Data provided:
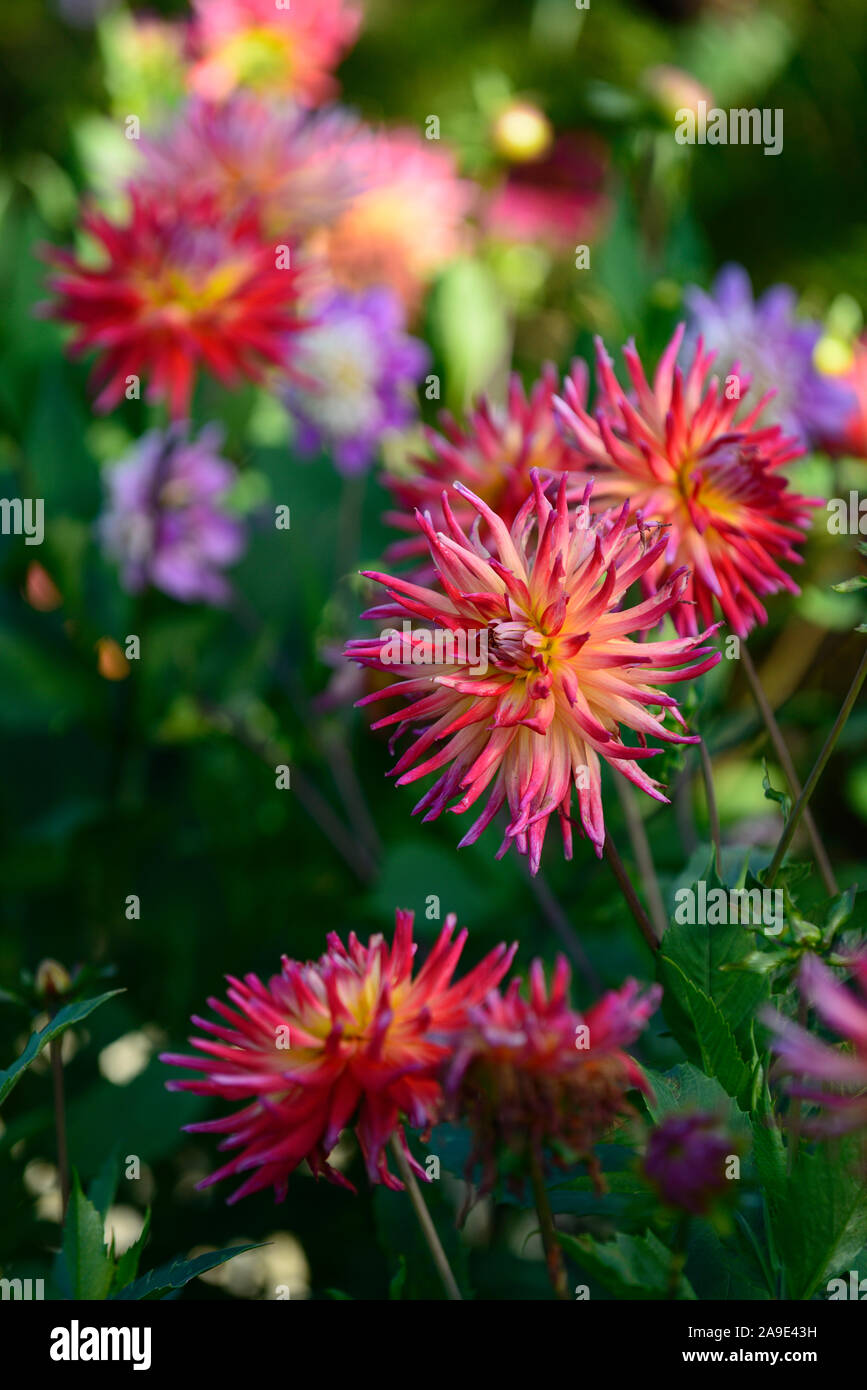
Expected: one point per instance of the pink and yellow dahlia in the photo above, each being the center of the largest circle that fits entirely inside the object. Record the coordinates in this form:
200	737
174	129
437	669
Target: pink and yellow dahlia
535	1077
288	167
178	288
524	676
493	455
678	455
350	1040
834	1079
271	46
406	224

Stated exercise:
Could you write out the lines above again with "dahlia" changed to "bloom" throughout, keeping everything else the same and leaving out the picture?

Exercise solution:
Expected: one point per instance of the pink and yellow bloom in the photo above, each being the center of the largest circle that fits entirely inside the object. Record the coordinates in this form:
200	737
174	129
437	669
Target: pink and yellow bloom
535	1077
288	167
178	288
524	676
493	455
678	455
350	1040
834	1079
271	46
406	224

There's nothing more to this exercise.